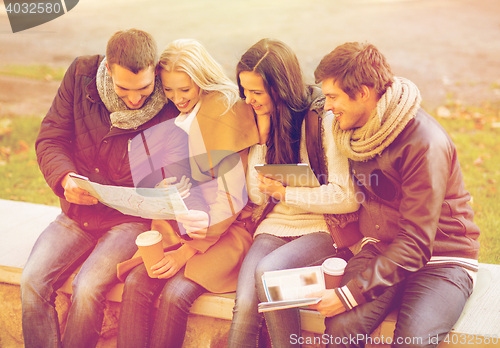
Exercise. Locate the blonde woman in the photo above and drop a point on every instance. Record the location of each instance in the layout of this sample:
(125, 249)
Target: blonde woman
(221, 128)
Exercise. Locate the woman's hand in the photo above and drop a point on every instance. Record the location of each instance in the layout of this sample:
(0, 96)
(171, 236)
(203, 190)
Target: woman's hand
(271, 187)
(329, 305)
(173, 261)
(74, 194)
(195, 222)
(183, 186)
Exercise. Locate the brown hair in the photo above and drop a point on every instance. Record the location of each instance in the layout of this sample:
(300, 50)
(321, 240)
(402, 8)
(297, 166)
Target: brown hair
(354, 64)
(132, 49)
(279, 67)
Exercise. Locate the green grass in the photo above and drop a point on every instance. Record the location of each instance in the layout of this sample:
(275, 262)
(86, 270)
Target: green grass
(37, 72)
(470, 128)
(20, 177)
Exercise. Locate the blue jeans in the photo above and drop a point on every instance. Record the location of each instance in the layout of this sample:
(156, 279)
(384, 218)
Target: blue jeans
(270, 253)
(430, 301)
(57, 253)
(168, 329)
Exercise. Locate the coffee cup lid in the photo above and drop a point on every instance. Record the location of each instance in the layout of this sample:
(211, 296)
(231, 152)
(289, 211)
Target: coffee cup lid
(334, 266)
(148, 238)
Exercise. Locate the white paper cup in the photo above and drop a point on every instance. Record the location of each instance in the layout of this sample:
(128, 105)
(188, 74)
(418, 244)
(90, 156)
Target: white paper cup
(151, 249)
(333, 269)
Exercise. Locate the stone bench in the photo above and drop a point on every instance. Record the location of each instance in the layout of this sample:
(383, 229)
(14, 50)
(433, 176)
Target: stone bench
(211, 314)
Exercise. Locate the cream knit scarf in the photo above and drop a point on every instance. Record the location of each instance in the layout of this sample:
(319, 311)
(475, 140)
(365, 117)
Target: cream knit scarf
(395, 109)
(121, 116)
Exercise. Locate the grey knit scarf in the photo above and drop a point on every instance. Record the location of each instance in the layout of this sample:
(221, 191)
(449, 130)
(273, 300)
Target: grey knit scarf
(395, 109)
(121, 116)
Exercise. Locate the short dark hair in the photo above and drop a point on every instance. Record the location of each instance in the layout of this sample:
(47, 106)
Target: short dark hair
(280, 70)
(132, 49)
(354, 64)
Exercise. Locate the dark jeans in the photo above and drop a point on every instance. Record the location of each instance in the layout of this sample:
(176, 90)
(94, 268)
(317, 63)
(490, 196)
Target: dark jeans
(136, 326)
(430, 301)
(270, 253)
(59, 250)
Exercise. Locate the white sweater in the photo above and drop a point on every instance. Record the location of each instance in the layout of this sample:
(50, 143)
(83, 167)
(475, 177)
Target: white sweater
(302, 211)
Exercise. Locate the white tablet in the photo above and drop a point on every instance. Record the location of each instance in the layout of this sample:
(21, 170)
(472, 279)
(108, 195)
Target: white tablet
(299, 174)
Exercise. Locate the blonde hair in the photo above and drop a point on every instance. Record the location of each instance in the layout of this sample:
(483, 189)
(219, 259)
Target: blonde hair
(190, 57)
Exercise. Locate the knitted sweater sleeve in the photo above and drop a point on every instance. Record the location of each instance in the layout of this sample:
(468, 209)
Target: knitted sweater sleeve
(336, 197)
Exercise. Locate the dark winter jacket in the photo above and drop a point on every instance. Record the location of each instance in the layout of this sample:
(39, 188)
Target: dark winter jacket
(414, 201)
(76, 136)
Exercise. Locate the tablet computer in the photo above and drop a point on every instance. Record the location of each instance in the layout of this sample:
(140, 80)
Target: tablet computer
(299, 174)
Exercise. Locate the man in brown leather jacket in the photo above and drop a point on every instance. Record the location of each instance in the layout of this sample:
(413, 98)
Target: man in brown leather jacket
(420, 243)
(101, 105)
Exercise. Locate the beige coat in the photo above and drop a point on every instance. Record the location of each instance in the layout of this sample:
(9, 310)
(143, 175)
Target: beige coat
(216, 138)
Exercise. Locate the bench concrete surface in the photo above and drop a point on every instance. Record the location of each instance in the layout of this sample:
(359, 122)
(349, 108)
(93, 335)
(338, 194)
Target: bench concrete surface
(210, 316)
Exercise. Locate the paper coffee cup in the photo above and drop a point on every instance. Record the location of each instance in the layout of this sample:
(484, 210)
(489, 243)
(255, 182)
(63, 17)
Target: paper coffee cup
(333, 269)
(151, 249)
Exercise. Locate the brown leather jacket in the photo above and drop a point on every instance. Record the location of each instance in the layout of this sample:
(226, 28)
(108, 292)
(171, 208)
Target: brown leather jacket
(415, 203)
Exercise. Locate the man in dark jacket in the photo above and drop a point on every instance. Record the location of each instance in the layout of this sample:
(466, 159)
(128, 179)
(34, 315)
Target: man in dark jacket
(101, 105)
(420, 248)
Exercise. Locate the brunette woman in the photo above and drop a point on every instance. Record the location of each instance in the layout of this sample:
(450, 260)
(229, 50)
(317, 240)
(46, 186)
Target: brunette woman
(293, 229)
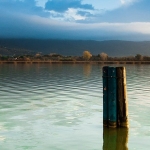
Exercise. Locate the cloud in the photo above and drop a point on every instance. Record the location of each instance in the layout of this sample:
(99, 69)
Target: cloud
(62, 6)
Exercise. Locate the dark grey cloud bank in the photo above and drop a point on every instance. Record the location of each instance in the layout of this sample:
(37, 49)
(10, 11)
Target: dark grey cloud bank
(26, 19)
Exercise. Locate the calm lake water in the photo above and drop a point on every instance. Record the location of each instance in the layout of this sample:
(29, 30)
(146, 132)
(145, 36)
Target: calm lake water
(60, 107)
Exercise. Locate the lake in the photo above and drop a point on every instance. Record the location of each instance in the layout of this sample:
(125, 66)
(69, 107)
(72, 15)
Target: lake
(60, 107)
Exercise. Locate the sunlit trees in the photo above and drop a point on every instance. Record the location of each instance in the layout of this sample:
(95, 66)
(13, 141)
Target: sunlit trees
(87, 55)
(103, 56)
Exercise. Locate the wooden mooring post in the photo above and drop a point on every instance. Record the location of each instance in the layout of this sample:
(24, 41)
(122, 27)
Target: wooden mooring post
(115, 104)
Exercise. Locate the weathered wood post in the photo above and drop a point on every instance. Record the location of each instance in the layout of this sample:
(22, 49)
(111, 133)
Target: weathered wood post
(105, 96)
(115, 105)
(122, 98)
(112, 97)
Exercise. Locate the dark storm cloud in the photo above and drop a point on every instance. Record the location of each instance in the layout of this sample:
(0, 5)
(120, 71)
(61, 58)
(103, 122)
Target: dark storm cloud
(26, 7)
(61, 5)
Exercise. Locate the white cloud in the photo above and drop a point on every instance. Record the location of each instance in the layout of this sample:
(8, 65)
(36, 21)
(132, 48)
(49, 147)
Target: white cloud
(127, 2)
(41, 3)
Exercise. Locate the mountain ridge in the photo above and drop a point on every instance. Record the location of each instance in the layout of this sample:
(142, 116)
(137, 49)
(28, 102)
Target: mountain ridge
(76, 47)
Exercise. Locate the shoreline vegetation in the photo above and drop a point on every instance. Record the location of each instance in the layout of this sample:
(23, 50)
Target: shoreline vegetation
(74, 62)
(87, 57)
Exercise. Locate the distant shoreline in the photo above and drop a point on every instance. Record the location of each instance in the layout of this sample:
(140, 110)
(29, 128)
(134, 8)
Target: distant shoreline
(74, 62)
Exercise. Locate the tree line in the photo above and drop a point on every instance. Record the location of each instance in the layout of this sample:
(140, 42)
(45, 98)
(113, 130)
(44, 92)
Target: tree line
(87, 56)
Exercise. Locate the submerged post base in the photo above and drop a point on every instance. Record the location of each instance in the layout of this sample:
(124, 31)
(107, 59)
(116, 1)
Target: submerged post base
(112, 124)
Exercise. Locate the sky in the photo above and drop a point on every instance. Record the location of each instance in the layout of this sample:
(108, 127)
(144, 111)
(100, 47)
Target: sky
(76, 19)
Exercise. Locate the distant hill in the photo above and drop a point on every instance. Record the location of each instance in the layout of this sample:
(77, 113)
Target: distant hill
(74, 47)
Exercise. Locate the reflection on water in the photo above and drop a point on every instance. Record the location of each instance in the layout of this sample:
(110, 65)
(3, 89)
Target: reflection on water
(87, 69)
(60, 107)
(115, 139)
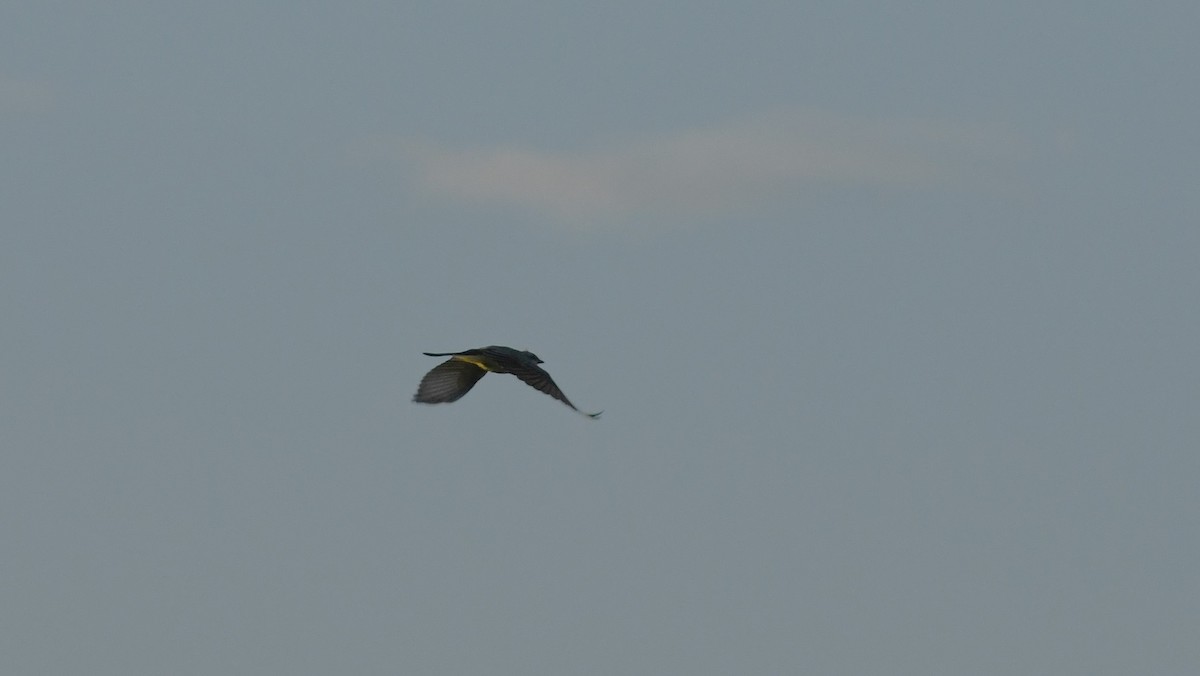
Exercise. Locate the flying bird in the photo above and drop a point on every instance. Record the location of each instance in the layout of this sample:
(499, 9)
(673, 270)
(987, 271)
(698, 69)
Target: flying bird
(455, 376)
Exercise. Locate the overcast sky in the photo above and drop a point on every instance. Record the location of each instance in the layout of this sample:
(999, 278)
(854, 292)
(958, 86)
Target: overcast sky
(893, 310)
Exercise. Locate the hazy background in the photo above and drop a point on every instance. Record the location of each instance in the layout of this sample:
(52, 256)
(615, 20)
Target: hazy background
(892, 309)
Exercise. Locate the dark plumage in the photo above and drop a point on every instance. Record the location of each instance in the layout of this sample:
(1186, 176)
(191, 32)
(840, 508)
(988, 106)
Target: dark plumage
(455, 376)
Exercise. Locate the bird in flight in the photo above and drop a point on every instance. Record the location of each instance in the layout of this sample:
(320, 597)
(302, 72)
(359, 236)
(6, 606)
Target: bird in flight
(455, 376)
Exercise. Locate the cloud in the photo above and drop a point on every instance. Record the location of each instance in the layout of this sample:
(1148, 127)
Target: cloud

##########

Without the pictures, retype exactly the lines from the one that holds "Exercise. Locate the reflection" to the last line of the data above, both of them included.

Exercise. Locate the reflection on water in the photo above and drop a point on every instance. Record the location of each instance in the layout of this sample:
(110, 65)
(3, 89)
Target: reflection on water
(87, 69)
(60, 107)
(115, 139)
Exercise. Locate the flying bird in the photo above and drop a point on every instance. Record the location of each instance in the layout of this sample:
(499, 9)
(673, 270)
(987, 271)
(698, 69)
Target: flying bird
(455, 376)
Exercise. Locate the overcast sky in the photo above and drop a point on every instance. Record the location of each instance in the layout of this sample:
(999, 278)
(854, 292)
(958, 86)
Target: overcast sky
(893, 310)
Exercise. Locate the hazy background in the photo above and drop a point on every instance. Record the location of each instance in the layout of this sample:
(52, 256)
(615, 20)
Target: hazy background
(892, 309)
Exercise. Locate the dark plumage in the photo above and drop a point on every instance. Record the location of each instance in the layout of this sample:
(1186, 176)
(191, 32)
(840, 508)
(988, 106)
Target: dark plumage
(455, 376)
Exercise. Locate the bird in flight in the photo above and drop a point on every instance. Record the location of each instance in the layout of this sample:
(320, 597)
(302, 72)
(359, 236)
(6, 606)
Target: bird in flight
(455, 376)
Exercise. Locate the cloud in the photo above and drop a point on every instance. Record the location of each instance in the layout of this sample:
(1148, 127)
Target: cloud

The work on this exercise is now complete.